-------- 抜粋文

2015/04/09

ルーブル美術館展

国立新美術館で開催中の『ルーブル美術館展 日常を描く-風俗画にみるヨーロッパ絵画の真髄』に行ってきました。

主催の日テレはこれまでにも何度かルーブル美術館展を開催していますが、なんだかルーブル美術館と長期的な契約を交わしたとかで、2018年から2034年までの20年間に合計6回のルーヴル美術館展を日本で開催するのだそうです。本展はそのシリーズに先立つ展覧会とのこと。今回は“風俗画”にスポットを当てています。

そのうち「モナリザ」あたりが再来日するんじゃないのかと淡い期待を抱いてしまいますが、今回は目玉としてフェルメールの「天文学者」が来日しています。

伺った日は平日でしたが、ちょうど春休みということもあり、館内は親子連れや学生、カップルなど大勢の人で賑わっていました。さすがルーブル。

----------------
-------- 提供データ

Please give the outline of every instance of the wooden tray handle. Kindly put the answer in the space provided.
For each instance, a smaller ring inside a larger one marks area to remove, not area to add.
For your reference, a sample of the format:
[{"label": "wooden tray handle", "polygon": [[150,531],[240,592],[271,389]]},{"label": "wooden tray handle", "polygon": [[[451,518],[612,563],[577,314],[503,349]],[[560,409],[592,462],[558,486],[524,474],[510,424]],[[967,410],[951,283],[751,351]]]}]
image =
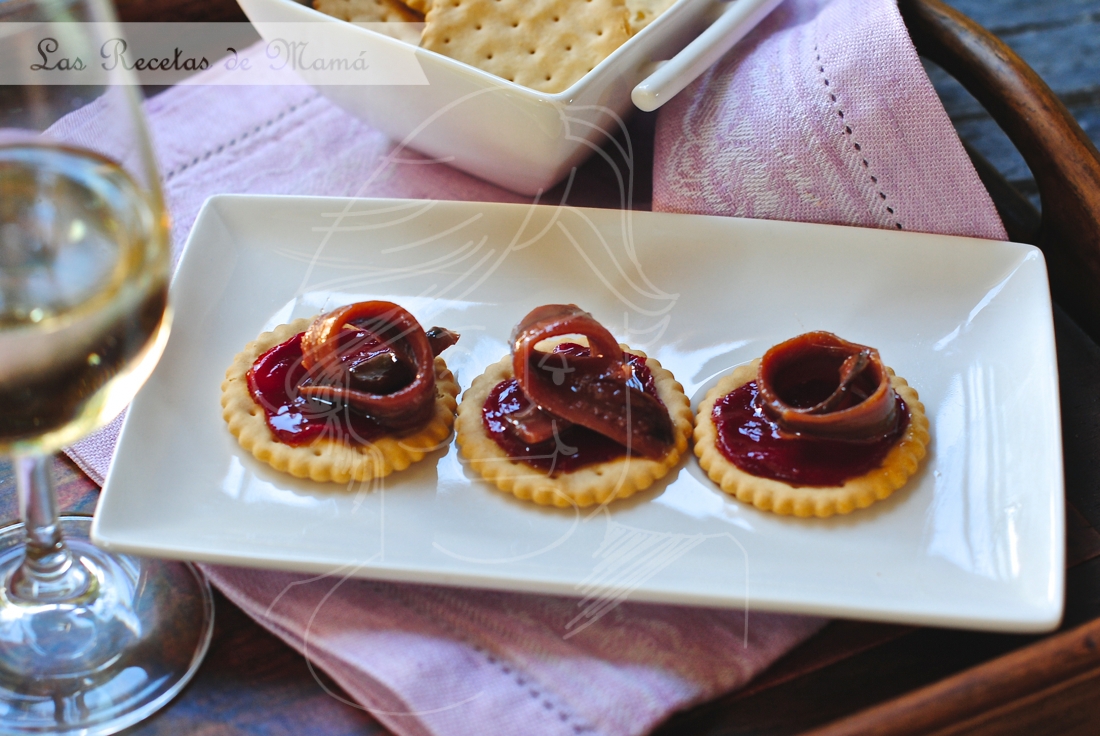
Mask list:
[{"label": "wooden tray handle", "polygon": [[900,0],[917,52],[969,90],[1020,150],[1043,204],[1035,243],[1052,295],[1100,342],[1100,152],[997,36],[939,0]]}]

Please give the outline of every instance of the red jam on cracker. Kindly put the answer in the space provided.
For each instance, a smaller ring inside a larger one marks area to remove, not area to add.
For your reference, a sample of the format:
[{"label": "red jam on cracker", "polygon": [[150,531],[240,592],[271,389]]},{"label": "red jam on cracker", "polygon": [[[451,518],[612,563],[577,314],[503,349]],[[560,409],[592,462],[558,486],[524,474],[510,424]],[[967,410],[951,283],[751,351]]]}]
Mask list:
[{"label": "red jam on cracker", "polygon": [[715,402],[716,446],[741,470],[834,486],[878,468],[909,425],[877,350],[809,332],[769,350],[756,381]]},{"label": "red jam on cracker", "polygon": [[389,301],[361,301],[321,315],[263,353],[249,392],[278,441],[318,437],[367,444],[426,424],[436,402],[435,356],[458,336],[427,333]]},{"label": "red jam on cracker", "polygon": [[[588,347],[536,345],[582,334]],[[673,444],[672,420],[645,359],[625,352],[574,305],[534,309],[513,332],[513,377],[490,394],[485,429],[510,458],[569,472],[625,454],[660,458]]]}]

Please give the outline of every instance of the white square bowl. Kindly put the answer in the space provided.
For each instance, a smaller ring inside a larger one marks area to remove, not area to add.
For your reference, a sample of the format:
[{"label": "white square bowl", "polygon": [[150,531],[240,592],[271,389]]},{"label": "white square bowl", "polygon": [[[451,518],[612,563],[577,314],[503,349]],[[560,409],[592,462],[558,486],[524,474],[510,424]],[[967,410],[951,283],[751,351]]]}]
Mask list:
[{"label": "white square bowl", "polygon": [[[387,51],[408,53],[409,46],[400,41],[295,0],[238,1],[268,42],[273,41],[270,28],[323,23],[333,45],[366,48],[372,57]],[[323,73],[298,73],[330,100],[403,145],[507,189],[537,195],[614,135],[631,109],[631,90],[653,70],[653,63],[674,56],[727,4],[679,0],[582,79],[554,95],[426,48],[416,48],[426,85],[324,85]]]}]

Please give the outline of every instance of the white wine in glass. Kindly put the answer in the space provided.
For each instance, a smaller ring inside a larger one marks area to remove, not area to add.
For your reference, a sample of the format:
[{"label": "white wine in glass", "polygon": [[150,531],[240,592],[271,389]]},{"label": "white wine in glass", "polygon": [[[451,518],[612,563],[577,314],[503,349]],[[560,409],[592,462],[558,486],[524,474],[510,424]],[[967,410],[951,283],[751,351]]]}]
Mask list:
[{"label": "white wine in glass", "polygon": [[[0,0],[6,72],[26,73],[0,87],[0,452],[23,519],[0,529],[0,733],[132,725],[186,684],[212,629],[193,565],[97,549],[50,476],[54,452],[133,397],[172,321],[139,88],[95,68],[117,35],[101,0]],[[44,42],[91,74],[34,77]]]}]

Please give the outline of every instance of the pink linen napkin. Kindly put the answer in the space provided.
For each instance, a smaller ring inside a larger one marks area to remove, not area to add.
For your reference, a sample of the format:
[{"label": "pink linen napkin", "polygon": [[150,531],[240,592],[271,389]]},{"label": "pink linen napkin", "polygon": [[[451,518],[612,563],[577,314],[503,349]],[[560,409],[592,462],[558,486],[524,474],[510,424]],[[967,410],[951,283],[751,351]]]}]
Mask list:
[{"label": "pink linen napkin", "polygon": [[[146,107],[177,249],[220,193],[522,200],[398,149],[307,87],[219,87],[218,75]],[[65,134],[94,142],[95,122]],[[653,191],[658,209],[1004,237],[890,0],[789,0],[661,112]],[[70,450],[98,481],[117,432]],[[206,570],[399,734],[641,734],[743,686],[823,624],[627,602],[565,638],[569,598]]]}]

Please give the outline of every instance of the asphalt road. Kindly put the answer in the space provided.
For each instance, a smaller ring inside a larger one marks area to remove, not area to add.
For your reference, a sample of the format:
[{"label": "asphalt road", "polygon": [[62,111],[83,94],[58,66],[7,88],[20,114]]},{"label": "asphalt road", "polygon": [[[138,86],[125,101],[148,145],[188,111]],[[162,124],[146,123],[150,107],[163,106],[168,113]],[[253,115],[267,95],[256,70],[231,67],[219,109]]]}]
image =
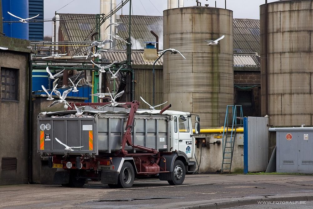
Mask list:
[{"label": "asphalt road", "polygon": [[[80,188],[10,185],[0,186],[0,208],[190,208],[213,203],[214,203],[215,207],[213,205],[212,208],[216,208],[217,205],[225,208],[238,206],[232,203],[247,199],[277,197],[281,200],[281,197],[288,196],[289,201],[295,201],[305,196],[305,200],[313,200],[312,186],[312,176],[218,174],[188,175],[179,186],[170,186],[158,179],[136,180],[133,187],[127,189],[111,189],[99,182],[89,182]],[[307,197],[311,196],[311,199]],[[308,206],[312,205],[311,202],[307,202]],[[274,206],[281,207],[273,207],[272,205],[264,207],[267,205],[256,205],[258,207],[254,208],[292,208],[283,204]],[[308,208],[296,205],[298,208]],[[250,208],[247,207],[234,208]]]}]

----------------
-------- 提供データ

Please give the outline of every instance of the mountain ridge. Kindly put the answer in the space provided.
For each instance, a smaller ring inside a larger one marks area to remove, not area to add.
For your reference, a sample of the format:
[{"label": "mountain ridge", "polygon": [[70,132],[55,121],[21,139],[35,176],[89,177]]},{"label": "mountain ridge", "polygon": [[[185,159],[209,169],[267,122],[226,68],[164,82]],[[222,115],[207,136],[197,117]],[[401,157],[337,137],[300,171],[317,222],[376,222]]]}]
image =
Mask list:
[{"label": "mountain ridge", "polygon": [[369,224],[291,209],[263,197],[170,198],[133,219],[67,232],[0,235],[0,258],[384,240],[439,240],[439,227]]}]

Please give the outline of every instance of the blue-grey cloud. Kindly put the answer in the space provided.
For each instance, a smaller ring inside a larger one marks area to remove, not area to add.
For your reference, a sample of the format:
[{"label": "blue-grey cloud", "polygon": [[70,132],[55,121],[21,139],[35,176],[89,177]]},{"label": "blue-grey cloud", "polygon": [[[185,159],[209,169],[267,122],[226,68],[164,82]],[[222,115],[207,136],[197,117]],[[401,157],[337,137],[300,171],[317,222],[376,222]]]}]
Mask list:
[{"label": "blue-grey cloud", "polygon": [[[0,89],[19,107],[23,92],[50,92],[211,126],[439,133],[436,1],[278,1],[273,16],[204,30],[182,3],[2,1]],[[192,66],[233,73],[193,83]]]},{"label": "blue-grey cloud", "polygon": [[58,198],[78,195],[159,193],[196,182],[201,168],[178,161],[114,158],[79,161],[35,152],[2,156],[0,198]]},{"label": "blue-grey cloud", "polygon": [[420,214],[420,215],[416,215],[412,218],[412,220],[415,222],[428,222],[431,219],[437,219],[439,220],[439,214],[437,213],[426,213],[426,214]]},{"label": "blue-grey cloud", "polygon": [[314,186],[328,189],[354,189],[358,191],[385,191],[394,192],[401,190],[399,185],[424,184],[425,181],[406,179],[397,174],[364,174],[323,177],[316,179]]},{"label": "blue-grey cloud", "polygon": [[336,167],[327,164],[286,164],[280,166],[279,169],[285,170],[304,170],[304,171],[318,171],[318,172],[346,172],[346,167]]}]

----------------

_課題_
ルーブル美術館展の文章について答えてください。
1. 展覧会はどの美術館で開催されていますか。
2. 今回の展覧会は何にスポットを当てていますか。
3. 目玉として来日している作品は何ですか。

_解答_
1. 国立新美術館
2. 風俗画
3. フェルメールの「天文学者」